When I was a single mom, my dad still watched over me – he took my car in for oil changes and made sure it was running well. When Paige locked herself in the bathroom and I couldn’t figure out what to do, he came over and showed me how to get the door open. It was stressful and scary being on my own with two little kids, but knowing he was there if I needed him helped me relax and get through the days.
When we found out my dad was sick, that the cough and fatigue was lung cancer and not a stubborn case of bronchitis, it was almost too much to process. I couldn’t imagine a world without my dad in it, and so I just refused to believe that he wouldn’t beat this disease. And less than two years later, even though we knew he was so sick, it was still a shock to me when I got to the hospital and found out he had passed away while I was stuck in traffic. I thought I was going there for a meeting with the doctors and family to plan the next stage of his care; I never, in a million years, expected to walk in and find out he was no longer with us.
It will be 13 years tomorrow, and I still miss my dad every day. I still talk to him and feel like he’s watching over all of us. Whenever something big happens, I think about the fact that he isn’t here to see it (sometimes that’s a good thing, like 9/11 or me going deaf; sometimes it’s a bad thing, like when each of my brother’s three wonderful children were born). How lucky I was, though, to have him for my dad. How lucky we all were to have him in our lives, even if the time was too short.

[Stored items from a collection]
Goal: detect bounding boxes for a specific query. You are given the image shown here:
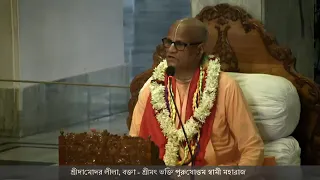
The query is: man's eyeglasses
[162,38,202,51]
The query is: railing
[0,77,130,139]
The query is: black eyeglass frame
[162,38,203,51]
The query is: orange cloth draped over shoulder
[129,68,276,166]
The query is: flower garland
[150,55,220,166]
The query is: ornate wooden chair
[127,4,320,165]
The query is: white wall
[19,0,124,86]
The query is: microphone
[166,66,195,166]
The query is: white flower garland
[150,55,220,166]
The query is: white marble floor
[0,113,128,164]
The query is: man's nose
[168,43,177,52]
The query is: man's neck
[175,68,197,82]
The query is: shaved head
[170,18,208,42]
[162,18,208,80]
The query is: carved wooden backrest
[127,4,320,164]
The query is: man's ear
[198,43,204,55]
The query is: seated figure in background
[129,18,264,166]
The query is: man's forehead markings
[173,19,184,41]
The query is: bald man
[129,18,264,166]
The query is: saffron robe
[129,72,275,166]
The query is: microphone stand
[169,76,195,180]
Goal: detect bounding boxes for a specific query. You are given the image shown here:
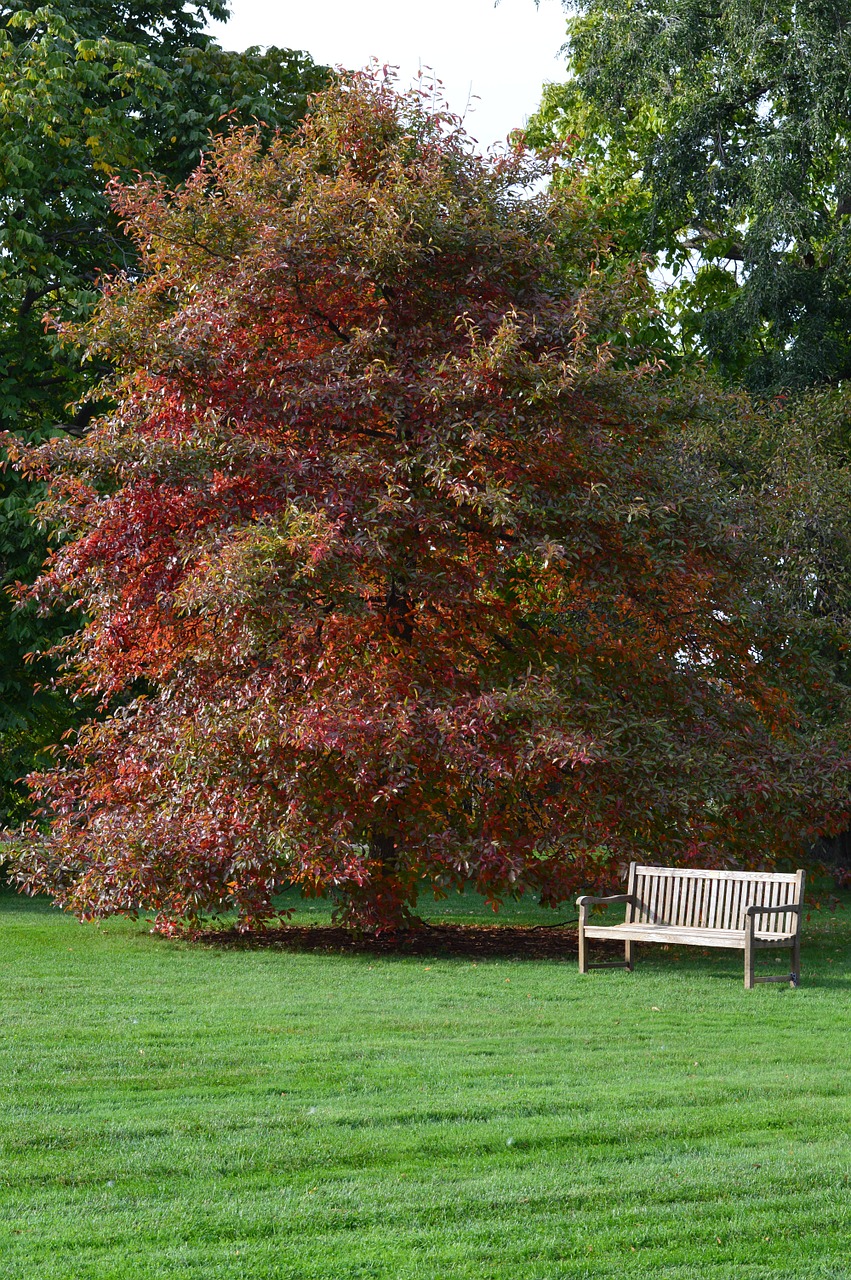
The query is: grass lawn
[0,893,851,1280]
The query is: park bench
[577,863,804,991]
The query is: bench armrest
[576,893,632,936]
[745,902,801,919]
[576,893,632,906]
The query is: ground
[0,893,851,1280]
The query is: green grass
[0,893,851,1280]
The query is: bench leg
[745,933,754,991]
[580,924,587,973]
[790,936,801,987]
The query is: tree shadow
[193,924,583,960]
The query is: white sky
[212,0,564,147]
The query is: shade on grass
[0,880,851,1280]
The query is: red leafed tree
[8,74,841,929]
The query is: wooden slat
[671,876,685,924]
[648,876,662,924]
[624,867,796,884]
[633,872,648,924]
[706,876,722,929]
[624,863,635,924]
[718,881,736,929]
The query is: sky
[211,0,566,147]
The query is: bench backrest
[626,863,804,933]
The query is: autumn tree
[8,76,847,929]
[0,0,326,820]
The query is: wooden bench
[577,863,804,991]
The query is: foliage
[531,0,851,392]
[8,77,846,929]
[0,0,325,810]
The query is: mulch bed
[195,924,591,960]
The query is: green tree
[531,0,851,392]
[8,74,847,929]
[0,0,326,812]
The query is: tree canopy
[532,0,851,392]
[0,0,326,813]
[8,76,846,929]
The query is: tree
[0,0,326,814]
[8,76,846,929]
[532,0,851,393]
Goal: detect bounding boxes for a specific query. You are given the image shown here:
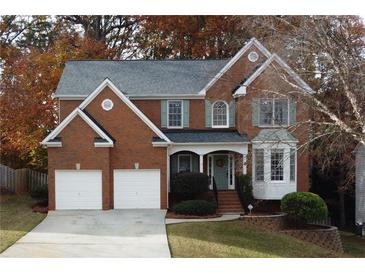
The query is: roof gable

- _PARTS OF THE EXERCISE_
1. In the passage about the father, which big events does the writer name as ones the father was not there to see?
2. Duplicate the passage about the father from "When we found" up to and including "longer with us.".
3. According to the passage about the father, what illness turned out to be behind his cough and fatigue?
Rely only on the passage about the father.

- _SOLUTIONS BY TASK_
1. 9/11; the writer going deaf; the birth of each of the writer's brother's three children

2.
When we found out my dad was sick, that the cough and fatigue was lung cancer and not a stubborn case of bronchitis, it was almost too much to process. I couldn’t imagine a world without my dad in it, and so I just refused to believe that he wouldn’t beat this disease. And less than two years later, even though we knew he was so sick, it was still a shock to me when I got to the hospital and found out he had passed away while I was stuck in traffic. I thought I was going there for a meeting with the doctors and family to plan the next stage of his care; I never, in a million years, expected to walk in and find out he was no longer with us.

3. Lung cancer.